→ Problems to work on:
(1) Condense the paragraph of the commentary on the Ontario marijuana case that begins "There is an interesting case being heard" into a short bulleted list that keeps its main facts.
(2) Continue the commentary on the Ontario marijuana case, starting after its last paragraph.

→ Document text:
There is an interesting case being heard right now in the Ontario Superior Court (reported in the Financial Post on April 7), which claims that the province’s marijuana prohibition violates the freedom of religion protections in the Canadian Charter of Rights and Freedoms. When I first read the article I immediately turned around in my workstation and shared the story with my colleagues. Laughing, we all had an opinion of where this could go. Some cheered the initiative and saw the greater possibilities. It piqued my interest enough to delve further. What is important in this case is that the judge must decide not on the legality of general marijuana use, but whether the marijuana-based group’s practices are religious in nature.
The Church of the Universe is claiming that marijuana is the “Tree of Life”, and “if consumed and shared is an important part of the road to greater understanding of God and the universe. If everybody consumed cannabis the world would be a more peaceful, respectful, joyous and spiritually curious place.”

Phrase grounding data:
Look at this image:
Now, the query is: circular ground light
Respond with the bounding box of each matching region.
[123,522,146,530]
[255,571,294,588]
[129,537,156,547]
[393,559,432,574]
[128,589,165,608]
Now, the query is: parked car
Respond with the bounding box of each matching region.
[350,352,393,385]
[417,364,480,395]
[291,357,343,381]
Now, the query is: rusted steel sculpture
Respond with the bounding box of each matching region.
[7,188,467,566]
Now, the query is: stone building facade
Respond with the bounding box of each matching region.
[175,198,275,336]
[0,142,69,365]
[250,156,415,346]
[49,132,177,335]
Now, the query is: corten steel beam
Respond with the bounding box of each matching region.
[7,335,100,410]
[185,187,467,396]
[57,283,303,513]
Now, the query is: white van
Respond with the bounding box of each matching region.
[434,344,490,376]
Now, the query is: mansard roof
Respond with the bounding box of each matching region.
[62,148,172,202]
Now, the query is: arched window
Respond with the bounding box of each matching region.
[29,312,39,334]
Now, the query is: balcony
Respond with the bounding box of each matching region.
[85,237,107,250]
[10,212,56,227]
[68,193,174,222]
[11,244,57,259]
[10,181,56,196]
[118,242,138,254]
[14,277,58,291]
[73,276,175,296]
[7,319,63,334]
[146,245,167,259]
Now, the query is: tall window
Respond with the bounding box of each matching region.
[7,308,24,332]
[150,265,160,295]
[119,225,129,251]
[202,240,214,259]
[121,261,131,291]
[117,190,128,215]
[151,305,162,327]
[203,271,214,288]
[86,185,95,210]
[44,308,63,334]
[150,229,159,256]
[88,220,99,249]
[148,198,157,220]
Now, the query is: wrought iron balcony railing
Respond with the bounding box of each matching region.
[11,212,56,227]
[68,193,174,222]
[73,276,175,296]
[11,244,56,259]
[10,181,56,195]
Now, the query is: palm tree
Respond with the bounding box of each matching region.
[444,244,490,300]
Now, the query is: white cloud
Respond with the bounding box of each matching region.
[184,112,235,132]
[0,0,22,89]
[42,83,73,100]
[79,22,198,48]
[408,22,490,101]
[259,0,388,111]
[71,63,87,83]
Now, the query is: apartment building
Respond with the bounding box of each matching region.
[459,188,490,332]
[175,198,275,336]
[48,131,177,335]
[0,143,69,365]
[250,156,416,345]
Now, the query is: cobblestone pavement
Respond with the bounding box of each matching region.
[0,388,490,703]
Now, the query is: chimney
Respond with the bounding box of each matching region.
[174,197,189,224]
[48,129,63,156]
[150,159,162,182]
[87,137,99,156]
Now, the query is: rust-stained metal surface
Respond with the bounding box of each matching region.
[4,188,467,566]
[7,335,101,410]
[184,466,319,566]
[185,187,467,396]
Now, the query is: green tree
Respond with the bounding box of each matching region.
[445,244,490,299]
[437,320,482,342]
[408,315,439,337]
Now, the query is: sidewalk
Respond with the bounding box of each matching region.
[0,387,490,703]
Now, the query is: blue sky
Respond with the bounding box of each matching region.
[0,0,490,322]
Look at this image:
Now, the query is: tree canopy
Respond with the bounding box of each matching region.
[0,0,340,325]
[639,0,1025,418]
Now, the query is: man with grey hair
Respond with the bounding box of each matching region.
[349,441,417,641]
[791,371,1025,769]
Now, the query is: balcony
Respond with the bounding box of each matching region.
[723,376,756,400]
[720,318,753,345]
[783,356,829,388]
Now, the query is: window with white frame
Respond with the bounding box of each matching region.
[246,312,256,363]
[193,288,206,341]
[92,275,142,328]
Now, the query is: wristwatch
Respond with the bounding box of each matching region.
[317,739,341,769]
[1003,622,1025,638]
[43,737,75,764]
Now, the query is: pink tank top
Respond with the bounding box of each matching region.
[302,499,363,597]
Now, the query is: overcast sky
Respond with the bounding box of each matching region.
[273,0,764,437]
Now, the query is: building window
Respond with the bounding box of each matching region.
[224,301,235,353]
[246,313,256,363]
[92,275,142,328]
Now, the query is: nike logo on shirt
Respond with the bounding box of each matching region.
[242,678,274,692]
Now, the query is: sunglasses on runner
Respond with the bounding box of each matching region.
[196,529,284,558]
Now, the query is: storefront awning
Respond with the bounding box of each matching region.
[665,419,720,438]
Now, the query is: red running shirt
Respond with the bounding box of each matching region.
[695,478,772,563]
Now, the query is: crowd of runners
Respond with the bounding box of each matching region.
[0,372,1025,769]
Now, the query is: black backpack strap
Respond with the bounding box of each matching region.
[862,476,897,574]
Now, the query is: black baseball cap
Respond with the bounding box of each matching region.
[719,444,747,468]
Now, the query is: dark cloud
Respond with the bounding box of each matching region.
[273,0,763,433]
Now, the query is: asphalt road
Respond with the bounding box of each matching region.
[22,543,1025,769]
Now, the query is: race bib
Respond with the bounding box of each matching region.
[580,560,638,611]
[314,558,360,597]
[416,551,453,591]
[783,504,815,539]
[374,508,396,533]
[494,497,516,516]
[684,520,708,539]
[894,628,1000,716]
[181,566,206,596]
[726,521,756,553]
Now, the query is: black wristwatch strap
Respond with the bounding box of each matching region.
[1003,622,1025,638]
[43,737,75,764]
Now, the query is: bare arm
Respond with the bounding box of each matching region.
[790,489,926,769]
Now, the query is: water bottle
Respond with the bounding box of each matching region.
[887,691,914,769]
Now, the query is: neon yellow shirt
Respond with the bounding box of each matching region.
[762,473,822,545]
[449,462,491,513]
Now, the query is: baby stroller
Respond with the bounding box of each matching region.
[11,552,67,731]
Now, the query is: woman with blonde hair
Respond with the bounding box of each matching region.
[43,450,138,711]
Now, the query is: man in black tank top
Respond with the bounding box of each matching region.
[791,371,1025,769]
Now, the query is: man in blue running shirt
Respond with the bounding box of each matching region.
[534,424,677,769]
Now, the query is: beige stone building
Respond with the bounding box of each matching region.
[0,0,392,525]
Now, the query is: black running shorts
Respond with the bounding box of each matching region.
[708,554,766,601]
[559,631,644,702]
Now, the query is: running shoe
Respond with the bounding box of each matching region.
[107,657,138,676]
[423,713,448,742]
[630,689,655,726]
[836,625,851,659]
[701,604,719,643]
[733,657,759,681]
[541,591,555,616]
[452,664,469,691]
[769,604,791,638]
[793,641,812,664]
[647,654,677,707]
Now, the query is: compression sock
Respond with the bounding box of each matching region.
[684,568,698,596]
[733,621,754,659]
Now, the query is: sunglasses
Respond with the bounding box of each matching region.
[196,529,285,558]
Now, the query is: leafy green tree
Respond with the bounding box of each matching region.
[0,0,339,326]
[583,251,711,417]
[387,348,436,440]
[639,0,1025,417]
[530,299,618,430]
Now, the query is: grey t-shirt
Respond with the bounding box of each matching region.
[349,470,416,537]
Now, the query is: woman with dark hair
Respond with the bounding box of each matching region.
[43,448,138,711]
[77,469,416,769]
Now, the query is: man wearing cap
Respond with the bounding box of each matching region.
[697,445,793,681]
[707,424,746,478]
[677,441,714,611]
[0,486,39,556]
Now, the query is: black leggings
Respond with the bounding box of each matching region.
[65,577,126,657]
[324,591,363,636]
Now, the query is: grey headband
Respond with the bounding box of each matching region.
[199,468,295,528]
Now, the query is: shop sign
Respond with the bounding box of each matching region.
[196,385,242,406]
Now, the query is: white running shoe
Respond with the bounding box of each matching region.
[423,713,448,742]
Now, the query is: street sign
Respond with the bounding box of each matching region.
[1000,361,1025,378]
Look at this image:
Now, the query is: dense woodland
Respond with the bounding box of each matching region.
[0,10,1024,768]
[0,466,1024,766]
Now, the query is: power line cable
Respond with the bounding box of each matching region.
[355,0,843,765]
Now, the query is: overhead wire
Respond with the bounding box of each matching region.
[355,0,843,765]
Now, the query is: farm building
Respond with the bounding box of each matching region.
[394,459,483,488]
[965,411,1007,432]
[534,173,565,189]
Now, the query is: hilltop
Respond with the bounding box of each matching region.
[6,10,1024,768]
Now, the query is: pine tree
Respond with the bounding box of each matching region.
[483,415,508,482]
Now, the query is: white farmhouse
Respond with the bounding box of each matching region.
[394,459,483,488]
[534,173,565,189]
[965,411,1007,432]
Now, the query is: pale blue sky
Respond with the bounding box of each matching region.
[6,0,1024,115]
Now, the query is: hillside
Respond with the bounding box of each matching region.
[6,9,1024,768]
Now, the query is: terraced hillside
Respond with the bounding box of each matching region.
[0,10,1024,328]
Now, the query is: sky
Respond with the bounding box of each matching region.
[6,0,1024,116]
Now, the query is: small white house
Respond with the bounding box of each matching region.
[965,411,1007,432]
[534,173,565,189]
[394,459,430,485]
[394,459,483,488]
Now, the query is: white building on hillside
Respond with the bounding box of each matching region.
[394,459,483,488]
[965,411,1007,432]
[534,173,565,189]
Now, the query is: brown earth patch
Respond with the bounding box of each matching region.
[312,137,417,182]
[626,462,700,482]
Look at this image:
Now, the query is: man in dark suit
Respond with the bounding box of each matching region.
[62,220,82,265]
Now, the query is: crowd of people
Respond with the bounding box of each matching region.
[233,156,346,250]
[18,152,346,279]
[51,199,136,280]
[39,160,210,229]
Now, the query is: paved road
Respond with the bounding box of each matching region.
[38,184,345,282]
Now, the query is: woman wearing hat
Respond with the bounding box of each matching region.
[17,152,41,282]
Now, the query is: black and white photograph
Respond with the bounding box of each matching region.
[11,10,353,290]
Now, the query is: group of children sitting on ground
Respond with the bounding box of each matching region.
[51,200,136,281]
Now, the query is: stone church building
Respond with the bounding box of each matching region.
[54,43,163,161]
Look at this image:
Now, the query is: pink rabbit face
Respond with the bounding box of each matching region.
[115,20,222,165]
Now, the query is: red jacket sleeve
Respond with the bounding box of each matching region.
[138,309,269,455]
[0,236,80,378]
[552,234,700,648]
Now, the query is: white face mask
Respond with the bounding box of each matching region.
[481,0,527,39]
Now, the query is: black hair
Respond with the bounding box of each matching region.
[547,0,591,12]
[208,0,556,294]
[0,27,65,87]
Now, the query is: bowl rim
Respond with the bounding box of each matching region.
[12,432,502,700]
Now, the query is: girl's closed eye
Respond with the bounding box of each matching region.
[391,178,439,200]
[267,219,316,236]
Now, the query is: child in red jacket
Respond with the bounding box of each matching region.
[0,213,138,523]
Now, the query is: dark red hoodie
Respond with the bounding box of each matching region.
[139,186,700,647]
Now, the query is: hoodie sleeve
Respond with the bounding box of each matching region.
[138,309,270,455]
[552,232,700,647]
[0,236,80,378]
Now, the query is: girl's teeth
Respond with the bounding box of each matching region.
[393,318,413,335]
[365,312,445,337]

→ Responses to the tasks:
(1)
- The Ontario Superior Court is hearing a case, reported in the Financial Post on April 7, that claims the province's marijuana prohibition violates the freedom of religion protections in the Canadian Charter of Rights and Freedoms.
- The writer shared the story with colleagues, who laughed and each had an opinion about where it could go. Some cheered the initiative.
- The story prompted the writer to look into it further.
- The judge must decide not whether general marijuana use is legal, but whether the marijuana-based group's practices are religious in nature.

(2)
Marijuana—also referred to as Cannabis—is a naturally occurring herb that has an active ingredient, Tetrahydracannibinol, which is best known for the “high” it gives its users. This high is commonly defined as euphoria, with increased sensory appreciation and awareness. Marijuana is the most widely used illegal psychoactive drug in the world.
Cannabis is currently illegal across Canada, with exceptions only for medical use.
The present case stems from the 2006 raid and arrest of over 20 members of the Church, whom all originally faced charges that were eventually dropped.
Lawyer George Filipovic, defending the Church of the Universe, has stated that they are also challenging the law on a broader basis: that it violates all religions that are based on beliefs in the inherent goodness of the marijuana plant, such as the Rastafarians, another known but accepted religion whose members use marijuana as a central practice of their faith. Rastafarians typically use marijuana, their sacrament, during religious services to become closer to God.
So the debate is not new in Canada, nor is it around the world. And this is the third challenge on the issue in Canada by the Church of the Universe.
So what does the Charter say?
Section Two of the Canadian Charter of Rights and Freedoms guarantees the following fundamental freedoms:
(a) Freedom of conscience and religion
(b) Freedom of thought, belief, opinion and expression, including freedom of the press and other media of communication
(c) Freedom of peaceful assembly
(d) Freedom of association
And Section One only imposes such reasonable limits as can be demonstrably justified in a free and democratic society. However, this means that, although guaranteed, the freedoms do face limits; the notwithstanding clause can also temporarily invalidate them. In other words, the government can legally limit an individual’s Charter rights.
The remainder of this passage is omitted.